━━━━━ Rows ━━━━━
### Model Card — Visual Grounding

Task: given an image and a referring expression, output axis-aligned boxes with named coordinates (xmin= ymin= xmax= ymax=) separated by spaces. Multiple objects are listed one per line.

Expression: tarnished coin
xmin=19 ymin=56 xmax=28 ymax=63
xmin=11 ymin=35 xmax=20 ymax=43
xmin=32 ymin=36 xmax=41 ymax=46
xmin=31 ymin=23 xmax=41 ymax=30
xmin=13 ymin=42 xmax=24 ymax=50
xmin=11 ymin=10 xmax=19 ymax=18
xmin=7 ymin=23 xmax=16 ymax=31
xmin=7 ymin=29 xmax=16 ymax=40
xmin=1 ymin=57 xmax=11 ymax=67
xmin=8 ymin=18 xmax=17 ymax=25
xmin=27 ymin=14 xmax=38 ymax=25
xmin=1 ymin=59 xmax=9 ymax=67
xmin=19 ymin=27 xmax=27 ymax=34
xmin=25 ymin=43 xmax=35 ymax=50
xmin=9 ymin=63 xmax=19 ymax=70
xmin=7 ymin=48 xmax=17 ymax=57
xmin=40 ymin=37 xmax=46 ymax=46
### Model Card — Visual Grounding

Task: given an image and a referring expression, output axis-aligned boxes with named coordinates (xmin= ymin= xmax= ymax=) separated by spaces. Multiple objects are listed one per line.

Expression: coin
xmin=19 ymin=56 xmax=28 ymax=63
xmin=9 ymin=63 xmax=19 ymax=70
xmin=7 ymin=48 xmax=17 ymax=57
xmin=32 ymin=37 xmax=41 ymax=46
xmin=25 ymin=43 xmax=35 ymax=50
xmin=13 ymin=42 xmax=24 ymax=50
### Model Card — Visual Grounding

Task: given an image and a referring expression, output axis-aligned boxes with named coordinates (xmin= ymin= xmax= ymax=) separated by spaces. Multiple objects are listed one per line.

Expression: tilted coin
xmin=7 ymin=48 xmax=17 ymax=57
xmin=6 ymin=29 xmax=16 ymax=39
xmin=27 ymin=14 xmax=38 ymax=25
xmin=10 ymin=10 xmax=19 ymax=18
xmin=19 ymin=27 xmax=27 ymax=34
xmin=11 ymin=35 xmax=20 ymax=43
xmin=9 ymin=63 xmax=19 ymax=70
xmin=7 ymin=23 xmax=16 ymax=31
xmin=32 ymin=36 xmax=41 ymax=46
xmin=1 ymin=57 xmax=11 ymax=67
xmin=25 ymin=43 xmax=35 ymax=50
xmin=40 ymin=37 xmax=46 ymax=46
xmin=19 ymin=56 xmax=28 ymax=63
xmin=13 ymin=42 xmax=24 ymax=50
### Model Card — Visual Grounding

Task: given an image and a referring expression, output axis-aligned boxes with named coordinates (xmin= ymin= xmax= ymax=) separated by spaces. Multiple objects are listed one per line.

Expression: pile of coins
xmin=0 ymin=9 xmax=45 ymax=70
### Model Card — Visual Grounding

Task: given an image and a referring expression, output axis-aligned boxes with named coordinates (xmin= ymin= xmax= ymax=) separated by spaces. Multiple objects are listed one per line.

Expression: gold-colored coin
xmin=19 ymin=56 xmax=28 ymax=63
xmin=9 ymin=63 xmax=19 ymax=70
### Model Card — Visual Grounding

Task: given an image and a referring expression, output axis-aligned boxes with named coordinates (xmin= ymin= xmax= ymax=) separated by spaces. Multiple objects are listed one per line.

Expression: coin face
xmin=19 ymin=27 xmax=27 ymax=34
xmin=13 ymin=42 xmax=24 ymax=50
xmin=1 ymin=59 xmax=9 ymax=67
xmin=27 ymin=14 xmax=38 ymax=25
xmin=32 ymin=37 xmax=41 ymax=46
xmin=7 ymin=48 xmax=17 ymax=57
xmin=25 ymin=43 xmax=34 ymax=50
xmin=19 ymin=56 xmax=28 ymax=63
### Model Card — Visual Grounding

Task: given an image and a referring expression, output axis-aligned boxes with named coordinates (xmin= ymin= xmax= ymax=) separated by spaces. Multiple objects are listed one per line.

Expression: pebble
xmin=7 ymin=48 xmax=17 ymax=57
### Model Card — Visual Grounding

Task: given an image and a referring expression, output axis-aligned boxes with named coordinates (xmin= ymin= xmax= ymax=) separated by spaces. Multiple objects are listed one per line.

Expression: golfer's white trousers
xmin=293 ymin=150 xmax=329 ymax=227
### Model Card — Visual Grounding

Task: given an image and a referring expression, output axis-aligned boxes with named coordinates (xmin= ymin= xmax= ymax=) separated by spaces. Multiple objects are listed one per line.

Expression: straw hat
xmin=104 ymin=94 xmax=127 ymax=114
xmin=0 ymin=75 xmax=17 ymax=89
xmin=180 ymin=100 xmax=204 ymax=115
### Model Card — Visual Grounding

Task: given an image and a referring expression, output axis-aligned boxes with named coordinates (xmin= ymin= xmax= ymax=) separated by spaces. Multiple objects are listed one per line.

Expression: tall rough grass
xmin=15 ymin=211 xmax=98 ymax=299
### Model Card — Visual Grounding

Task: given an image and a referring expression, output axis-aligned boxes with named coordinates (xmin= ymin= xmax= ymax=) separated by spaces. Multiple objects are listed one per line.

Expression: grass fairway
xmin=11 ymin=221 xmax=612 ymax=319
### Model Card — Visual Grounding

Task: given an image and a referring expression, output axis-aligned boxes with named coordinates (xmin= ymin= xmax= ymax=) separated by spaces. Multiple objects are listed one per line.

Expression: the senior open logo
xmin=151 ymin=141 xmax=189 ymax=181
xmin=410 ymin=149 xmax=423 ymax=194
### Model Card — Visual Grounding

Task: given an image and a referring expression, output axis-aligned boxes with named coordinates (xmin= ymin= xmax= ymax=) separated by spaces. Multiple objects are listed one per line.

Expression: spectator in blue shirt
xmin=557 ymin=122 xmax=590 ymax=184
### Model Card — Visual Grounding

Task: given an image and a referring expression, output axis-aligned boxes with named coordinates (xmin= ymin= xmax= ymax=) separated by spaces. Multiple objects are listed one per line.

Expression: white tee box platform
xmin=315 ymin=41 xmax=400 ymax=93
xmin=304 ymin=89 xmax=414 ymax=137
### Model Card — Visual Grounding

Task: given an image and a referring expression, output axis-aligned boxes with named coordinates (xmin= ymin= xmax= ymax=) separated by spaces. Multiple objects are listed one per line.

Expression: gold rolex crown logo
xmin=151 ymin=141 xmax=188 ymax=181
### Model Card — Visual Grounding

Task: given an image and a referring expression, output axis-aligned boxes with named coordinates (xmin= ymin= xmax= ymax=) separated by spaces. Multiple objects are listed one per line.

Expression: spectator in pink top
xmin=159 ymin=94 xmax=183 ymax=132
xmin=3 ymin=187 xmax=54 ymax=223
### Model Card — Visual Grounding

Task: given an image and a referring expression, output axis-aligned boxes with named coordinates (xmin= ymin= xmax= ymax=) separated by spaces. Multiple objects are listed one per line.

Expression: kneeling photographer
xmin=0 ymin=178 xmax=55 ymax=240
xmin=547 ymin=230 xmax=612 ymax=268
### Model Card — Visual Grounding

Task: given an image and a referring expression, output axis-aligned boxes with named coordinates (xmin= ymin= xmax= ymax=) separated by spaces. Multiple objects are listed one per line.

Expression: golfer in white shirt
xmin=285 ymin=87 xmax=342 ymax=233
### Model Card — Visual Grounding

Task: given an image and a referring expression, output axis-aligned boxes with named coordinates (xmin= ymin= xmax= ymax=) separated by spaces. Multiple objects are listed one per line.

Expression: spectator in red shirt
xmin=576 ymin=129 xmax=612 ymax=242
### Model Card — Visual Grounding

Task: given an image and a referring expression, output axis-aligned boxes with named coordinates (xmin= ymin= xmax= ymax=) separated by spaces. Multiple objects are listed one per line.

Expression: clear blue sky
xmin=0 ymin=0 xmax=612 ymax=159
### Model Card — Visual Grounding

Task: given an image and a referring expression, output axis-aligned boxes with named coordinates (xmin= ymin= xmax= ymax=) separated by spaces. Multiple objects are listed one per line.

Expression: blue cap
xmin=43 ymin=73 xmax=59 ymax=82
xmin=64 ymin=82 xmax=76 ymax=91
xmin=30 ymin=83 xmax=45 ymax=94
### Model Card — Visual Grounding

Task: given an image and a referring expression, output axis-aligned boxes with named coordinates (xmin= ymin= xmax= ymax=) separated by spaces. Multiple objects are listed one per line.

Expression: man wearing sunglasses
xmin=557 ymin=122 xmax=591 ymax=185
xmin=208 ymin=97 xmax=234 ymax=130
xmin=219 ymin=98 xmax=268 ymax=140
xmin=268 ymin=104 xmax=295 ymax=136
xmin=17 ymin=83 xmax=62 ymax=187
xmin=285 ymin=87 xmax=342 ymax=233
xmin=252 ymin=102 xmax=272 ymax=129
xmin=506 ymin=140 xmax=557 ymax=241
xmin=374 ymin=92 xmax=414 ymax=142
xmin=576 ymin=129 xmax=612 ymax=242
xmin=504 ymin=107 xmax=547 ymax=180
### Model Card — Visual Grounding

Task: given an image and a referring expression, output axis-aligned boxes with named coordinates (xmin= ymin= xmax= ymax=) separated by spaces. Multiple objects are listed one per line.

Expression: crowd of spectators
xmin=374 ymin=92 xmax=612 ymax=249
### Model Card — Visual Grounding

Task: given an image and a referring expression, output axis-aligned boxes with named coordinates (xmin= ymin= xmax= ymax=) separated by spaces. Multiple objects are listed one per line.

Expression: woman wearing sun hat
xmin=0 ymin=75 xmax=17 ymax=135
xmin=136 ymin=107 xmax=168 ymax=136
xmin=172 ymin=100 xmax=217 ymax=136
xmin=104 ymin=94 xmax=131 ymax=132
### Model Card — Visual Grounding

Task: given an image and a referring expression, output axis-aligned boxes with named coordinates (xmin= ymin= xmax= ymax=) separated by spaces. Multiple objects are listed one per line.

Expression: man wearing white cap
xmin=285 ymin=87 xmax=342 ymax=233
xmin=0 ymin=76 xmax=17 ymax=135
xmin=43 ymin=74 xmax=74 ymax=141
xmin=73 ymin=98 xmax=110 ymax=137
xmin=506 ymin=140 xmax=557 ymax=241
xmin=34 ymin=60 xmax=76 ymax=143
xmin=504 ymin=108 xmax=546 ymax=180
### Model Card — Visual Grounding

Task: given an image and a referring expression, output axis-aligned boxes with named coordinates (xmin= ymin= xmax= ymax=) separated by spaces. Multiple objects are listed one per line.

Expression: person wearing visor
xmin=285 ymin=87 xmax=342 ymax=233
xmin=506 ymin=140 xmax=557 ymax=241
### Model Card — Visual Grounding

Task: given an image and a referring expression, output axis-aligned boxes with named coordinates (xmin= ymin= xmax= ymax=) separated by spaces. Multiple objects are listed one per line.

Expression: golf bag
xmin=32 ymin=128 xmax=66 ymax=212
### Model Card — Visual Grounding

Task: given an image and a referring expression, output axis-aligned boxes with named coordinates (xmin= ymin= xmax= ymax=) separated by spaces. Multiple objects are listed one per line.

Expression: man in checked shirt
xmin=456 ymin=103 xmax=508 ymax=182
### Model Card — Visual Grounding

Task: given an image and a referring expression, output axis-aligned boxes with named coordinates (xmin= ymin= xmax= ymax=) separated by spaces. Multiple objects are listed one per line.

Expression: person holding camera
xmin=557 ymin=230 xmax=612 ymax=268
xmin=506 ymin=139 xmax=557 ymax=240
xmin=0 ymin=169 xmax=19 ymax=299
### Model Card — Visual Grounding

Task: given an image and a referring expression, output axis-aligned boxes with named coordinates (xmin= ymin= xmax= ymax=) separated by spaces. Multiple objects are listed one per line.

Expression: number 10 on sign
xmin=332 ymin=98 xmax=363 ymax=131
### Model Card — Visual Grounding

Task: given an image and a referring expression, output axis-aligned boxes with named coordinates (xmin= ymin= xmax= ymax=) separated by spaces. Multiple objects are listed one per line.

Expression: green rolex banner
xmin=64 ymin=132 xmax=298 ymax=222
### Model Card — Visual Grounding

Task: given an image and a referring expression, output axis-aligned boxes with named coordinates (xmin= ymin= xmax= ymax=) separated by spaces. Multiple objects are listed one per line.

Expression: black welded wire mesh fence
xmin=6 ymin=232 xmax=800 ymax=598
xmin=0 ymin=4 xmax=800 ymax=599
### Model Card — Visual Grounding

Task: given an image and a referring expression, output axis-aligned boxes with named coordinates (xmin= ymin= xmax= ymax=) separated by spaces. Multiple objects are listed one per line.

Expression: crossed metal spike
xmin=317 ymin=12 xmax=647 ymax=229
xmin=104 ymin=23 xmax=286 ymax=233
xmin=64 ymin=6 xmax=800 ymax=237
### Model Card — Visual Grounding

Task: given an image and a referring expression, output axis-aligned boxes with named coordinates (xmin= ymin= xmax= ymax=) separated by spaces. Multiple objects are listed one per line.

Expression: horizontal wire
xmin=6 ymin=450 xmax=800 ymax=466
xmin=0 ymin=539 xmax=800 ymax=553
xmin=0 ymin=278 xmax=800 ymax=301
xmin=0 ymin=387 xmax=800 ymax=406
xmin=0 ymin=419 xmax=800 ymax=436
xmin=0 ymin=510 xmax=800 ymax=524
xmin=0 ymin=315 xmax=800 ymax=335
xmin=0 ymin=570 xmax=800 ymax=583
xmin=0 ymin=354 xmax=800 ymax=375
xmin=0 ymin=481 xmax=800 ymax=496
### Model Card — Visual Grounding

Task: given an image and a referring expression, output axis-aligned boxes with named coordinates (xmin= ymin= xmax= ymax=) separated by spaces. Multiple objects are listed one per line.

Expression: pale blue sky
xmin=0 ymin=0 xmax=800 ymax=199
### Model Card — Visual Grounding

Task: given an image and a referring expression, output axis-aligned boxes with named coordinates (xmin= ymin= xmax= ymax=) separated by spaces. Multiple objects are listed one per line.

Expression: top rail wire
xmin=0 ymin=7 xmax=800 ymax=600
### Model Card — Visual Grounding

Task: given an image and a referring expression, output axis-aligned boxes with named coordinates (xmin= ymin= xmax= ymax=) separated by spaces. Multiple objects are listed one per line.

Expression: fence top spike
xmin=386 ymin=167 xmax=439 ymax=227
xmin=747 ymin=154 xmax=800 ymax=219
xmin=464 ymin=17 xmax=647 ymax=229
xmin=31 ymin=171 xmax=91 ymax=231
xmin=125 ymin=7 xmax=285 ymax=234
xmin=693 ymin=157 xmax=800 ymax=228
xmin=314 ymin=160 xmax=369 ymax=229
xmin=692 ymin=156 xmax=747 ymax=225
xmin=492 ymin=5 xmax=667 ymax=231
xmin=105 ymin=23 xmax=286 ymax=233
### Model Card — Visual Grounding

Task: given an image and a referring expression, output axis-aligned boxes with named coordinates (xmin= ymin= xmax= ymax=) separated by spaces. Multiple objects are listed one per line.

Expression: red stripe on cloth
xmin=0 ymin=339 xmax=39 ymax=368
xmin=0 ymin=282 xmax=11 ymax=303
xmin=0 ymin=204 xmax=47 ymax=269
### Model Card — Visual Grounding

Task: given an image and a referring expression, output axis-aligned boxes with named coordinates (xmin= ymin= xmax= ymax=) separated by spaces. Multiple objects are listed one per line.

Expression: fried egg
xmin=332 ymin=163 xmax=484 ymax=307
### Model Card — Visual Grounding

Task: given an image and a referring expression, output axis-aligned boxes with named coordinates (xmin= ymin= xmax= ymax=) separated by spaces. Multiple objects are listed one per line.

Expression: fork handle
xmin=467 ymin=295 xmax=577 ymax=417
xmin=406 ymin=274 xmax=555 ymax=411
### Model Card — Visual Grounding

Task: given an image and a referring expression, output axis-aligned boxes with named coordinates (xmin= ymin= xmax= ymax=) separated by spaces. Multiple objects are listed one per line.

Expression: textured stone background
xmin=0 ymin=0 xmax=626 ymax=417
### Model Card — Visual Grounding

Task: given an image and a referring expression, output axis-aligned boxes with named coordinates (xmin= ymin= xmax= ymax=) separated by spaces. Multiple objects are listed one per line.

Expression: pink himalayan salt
━━━━━
Identify every line in the listing that contains the word "wire", and copy each one.

Exercise answer>
Expression: black welded wire mesh fence
Expression: horizontal wire
Expression: top rail wire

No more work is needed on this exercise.